Collected data
# # #
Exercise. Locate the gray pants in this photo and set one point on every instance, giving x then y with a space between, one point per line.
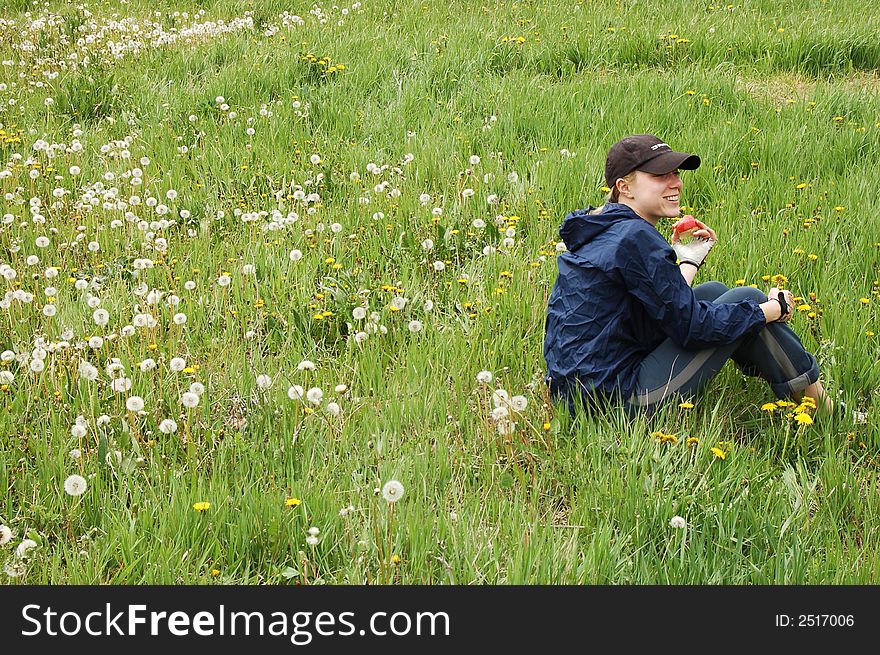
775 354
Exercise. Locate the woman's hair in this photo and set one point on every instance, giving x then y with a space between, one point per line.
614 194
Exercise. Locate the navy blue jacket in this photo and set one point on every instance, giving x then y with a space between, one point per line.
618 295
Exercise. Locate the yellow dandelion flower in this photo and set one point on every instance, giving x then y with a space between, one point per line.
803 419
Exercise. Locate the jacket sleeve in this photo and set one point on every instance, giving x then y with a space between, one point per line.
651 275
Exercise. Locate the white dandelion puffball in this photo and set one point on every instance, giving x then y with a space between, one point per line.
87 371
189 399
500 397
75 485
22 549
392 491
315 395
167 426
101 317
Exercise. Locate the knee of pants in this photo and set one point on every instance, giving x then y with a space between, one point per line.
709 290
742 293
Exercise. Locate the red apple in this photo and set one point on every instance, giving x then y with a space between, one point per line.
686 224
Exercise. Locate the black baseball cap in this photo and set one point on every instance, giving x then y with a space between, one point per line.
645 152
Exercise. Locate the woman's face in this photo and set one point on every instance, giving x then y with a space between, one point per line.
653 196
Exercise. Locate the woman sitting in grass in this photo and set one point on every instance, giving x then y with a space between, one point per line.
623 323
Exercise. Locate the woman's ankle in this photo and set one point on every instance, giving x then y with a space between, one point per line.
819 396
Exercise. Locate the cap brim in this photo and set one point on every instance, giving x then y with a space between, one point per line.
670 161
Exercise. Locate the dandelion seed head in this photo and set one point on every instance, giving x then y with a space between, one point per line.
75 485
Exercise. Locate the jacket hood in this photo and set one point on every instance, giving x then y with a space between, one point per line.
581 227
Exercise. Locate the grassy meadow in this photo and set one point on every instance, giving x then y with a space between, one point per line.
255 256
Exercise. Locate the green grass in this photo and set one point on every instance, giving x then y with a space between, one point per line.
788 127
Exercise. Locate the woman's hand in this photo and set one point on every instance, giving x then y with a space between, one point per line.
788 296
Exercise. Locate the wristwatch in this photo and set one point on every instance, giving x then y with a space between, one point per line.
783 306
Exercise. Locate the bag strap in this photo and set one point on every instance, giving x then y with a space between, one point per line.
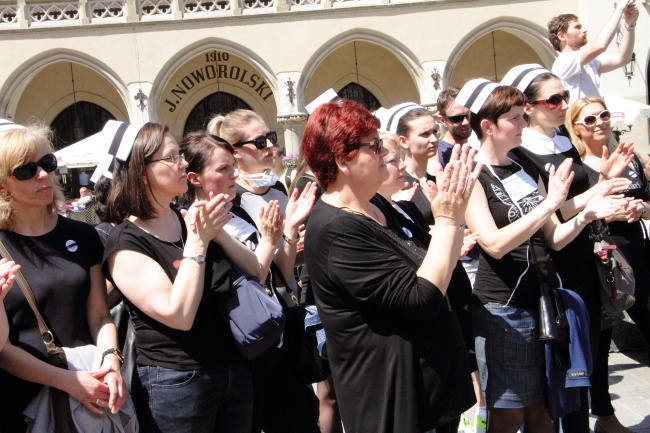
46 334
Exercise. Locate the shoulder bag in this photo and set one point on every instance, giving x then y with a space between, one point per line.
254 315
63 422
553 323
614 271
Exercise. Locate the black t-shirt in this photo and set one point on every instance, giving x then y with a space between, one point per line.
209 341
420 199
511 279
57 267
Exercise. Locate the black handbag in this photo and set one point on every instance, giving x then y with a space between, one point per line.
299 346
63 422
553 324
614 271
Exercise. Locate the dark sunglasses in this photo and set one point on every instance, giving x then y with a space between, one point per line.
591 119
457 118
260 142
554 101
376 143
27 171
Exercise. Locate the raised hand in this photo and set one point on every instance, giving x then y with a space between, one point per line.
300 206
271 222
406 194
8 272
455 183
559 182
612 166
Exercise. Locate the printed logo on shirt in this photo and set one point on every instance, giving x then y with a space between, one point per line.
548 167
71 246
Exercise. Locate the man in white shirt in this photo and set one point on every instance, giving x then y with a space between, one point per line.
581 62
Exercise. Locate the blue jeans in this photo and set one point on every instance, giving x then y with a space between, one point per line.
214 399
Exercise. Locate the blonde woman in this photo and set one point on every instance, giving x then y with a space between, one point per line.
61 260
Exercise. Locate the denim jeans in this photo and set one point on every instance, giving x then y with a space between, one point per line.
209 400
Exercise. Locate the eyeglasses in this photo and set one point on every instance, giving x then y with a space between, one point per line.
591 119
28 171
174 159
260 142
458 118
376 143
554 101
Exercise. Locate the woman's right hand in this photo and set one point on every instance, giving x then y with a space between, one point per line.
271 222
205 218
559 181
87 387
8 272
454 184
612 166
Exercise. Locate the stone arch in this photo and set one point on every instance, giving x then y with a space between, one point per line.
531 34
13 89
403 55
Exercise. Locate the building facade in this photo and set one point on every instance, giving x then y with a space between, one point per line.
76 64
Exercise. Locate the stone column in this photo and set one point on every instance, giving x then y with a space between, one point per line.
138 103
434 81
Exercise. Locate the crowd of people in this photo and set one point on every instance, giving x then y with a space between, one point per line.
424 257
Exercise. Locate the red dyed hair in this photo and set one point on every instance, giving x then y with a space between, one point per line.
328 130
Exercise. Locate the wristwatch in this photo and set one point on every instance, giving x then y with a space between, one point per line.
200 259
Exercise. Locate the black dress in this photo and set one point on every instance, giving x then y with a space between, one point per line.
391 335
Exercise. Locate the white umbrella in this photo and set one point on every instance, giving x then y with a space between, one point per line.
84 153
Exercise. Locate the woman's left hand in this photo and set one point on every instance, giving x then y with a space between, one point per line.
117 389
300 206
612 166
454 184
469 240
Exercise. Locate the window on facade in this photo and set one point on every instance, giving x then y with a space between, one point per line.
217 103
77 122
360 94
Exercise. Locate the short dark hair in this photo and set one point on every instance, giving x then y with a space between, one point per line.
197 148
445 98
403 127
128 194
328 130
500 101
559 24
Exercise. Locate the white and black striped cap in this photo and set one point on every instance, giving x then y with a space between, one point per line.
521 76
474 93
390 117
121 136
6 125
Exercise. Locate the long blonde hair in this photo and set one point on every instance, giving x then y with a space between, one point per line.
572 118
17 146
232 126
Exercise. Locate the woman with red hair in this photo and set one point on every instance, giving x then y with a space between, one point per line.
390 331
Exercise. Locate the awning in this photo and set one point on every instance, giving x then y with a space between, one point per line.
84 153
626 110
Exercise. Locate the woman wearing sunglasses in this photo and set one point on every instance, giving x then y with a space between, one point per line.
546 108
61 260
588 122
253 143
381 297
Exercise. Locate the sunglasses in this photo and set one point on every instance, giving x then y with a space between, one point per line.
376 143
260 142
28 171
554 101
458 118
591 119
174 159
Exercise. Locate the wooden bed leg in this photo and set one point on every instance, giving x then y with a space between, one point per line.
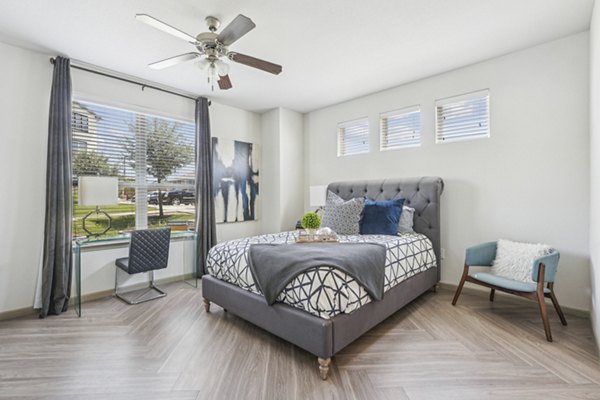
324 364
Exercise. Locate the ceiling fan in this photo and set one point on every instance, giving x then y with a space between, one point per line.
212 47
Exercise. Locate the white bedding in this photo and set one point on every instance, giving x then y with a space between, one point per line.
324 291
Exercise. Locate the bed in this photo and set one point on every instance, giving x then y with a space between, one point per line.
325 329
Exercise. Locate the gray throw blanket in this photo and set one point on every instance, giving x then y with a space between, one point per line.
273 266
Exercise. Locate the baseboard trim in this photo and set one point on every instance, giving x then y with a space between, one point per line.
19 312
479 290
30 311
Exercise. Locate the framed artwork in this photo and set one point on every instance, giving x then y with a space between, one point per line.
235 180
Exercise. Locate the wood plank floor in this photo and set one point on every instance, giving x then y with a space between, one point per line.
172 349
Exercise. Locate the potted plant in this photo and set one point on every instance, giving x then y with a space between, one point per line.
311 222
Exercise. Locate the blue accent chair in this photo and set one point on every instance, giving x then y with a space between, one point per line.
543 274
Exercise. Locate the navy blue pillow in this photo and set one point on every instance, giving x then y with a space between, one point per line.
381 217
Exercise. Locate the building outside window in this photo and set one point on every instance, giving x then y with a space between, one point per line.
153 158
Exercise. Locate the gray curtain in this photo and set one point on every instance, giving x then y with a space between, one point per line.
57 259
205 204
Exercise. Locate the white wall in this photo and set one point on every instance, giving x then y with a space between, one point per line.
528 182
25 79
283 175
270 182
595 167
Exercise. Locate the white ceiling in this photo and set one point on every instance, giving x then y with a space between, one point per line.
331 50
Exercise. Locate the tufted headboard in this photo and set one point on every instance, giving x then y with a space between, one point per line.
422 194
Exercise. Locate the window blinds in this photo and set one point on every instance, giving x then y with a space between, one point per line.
# # #
Problem to work on – Extract the full listing above verbatim; pictures are to be left out of the copy.

Completed exercise –
Exercise. Locate the gray pants in this photo and set one point on every instance, giving x then y with a space between, one point per line.
775 354
Exercise. Locate the woman's hair in this photo and set one point on every instance, giving x then y with a space between, one point per line.
614 194
Exercise. Locate the navy blue jacket in this photo and set one point on every instance, giving x then y with a space between, one point per line.
618 295
Exercise. Locate the yellow dandelion flower in this photo and set one point on every instance, giving x then y with a space between, one point per line.
803 419
Exercise. Locate the jacket sleeve in this photo and set one point on every instance, giving x then y with a space between, one point per line.
651 275
Exercise. Locate the white dandelion puffball in this photo and set one point on every instance, giving x then y with a space between, one point per line.
87 371
189 399
500 397
75 485
22 549
392 491
315 395
167 426
101 317
Exercise. Locate the knee of pants in this photo and set one point on every instance, giving x then y with a space between, one point per line.
709 290
742 293
Exercise. Locate the red apple in this photo and set one point on every instance, giving x then y with a space between, one point per line.
686 224
Exercise. Locate the black baseball cap in this photo and set one point on every instance, giving x then y with a space between, one point per line.
645 152
Exercise. Locate the woman's face in this photo and set one point on every instance, giving x then y with a space between, one point per line.
653 196
Exercise. Locate the woman sitting in grass in this photo and set one point on every instance, giving x then y with a space between, one point per line.
623 323
Exercise. Locate the woman's ankle in this photo and set one point on every instance, giving x then y with a space between, one point per line.
819 396
Exercise. Locate the cap brim in this photo and set one point on every instance, giving x then y with a space between, one point per line.
670 161
Exercise. Locate the dandelion seed head in this photo and set one point on every instance, giving x then y with a space between, one point per line.
75 485
Exercise. Locate the jacket hood in this photo and set one point on every instance, giving x then y with a space between, one point per line.
581 227
Exercise. Locate the grassy meadow in this photo and set one point on every instance, giving x then y with a space between, one point per line.
255 256
Exercise. Locate the green grass in this photo and set one point on every instance, giving x then y with a space between, one point per line.
788 127
Exercise. Locate the woman's hand in this photo and set one point on every instance, giving x then y with a space between, one point per line.
788 296
Exercise. Locate the wristwatch in this photo and set one point on every instance, giving x then y with a space between, one point per line.
783 306
Exercise. Locate the bag strap in this photo and set one point on every instance, giving x then y with a space between, one point per line.
46 334
Exercise. Locate the shoulder bag in this photo and set one point on every instance, giving x then y with a space between, one point per line.
254 315
63 422
553 323
614 271
Exercise. Locate the black t-shirt in this photo and set one point on every instance, giving x then y with a space between, one point per line.
209 341
420 199
511 279
57 267
Exercise. Locate the black handbag in this photo and set one point on every instance, giving x then y with a space between, one point per line.
299 346
63 422
553 324
614 271
Exercise. Locate the dark sunglasses in this photo and set one point on every instance, giving x then y with a space between, one point per line.
591 119
457 118
260 142
554 101
376 143
27 171
Exercise. Locate the raised hand in this photo and set one point on every instance, giving x then y with a space between, one point per line.
300 206
271 222
406 194
8 272
455 183
559 182
612 166
Exercise. Locate the printed logo on shirt in this photo and set one point on every instance, giving x then y with a space between, one point per line.
548 167
71 246
Exercise. Locate the man in white shirt in this photo and set one point on every instance, giving x then y with a space between, one point per line.
581 62
Exercise. Locate the blue jeans in this photo and set one point on every instance, giving x then y with a space between, one point per line.
214 399
Exercise. Locate the blonde woman in this photo and set one point on every instance, giving x then y with a space between, one point per line.
61 260
Exercise. Locate the denim jeans in this photo and set one point on every instance, giving x then y with a space between, one point per line.
209 400
Exercise. Locate the eyeglasses in this photo and set one point on every instance, giving x then y with a space between, one point per line.
591 119
28 171
174 159
260 142
458 118
376 143
554 101
Exercise. Locate the woman's right hand in this photo and set one point on every instance, giving x then y with a space between, one point per line.
271 222
205 218
559 181
87 387
8 272
454 184
612 166
Exercise. Locate the stone arch in this photo and set one point on every instance, giving x then y with a space between, one point per line.
531 34
13 89
403 55
Exercise. Locate the building facade in this photo and set one point on every instance, giving x then y with a space between, one point per line.
76 64
Exercise. Locate the stone column in this photo and set one point on every instance, giving x then y with a space between, one point per line.
138 103
434 81
Exercise. Locate the crowd of people in this photo and set one point on every instance, giving x then y with a space between, one point per line.
424 257
Exercise. Locate the red dyed hair in this photo and set one point on every instance, giving x then y with a space between, one point per line.
328 130
Exercise. Locate the wristwatch in this photo and set one point on every instance, giving x then y with a space between, one point per line.
200 259
Exercise. Locate the black dress in this photo and set one point on every instance, giving x then y with a space between, one point per line.
391 335
Exercise. Locate the white umbrella in this photo and set one point on every instance, giving x then y with a space between, one point per line.
84 153
Exercise. Locate the woman's left hand in this photo and set one point on every instance, giving x then y with a space between, one point per line.
117 389
300 206
612 166
454 184
469 240
Exercise. Locate the window on facade in this photo and set one point on every instance, giving x then y with a space between, one point per line.
217 103
77 122
360 94
Exercise. Locate the short dark hair in this photo and set one point on every instance, giving x then y with a space between, one point per line.
197 148
445 98
403 127
128 194
328 130
500 101
559 24
Exercise. Locate the white and black striped cap in this photo and set one point on every instance, giving x then y with a space between, one point per line.
521 76
474 93
390 117
121 136
6 125
Exercise. Locate the long blonde hair in this photo and set one point on every instance, giving x then y with a space between, one point per line.
572 118
17 146
232 126
Exercise. Locate the woman with red hair in this photo and set one point on every instance, giving x then y with a space between, one point per line.
390 331
Exercise. Locate the awning in this photo and set one point on every instance, giving x then y with a space between, one point per line.
84 153
626 110
Exercise. Locate the woman wearing sunglasses in this photo and set one point on every instance, giving x then y with a space between, one point per line.
546 108
61 260
588 122
253 143
381 297
Exercise. Locate the sunglasses in this photo and set one point on every instance, giving x then y with a space between, one point per line.
376 143
260 142
28 171
554 101
458 118
591 119
174 159
Exercise. Locate the wooden bed leg in this photo and set one point on every instance, giving x then y with a space between, one point per line.
324 364
Exercise. Locate the ceiling fan in this photo and set one point on every instance, giving x then y with a space between, one point per line.
212 47
Exercise. Locate the white bedding in this photo and set one point on every instance, giving x then y with a space between, one point per line.
324 291
Exercise. Locate the bed in this photo and set one point on every instance, giving x then y with a space between, one point per line.
325 329
Exercise. Locate the gray throw blanket in this photo and set one point on every instance, giving x then y with a space between, one point per line.
273 266
Exercise. Locate the baseboard trim in this photo and set one point on every instance, giving x then y with a space between, one point per line.
19 312
479 290
30 311
Exercise. Locate the framed artwork in this photo and set one point on every instance, giving x then y with a space between, one point per line.
235 180
Exercise. Locate the wood plank floor in this photo and set one point on every instance, giving x then y with a space between, one point per line.
172 349
Exercise. Locate the potted plant in this photo and set one point on every instance, giving x then y with a space between, one point per line.
311 222
Exercise. Locate the blue accent chair in this photo and set one point on every instance, giving x then y with a space between, one point per line.
543 274
Exercise. Locate the navy blue pillow in this photo and set one point on every instance, giving x then y with a space between, one point per line.
381 217
Exercise. Locate the building outside window in this photo and set one point on every instance, giving x then y with a space between, one point per line.
153 158
Exercise. Locate the gray curtain in this photo and set one point on every instance, giving x then y with a space between, one point per line.
57 259
205 204
Exercise. Locate the white wall in this photo and set one point on every instance, giving x then y with a space between, one point per line.
528 182
25 79
283 175
270 182
595 167
Exercise. Locate the white ceiling in this photo and set one point on every instance, giving x then y with a space between, one point per line.
331 50
Exercise. Locate the tufted headboard in this photo and set one point on every instance, giving x then y with a space between, one point per line.
422 194
Exercise. Locate the window blinds in this photo and set one point on every instance, giving x then y with a space between, one point per line.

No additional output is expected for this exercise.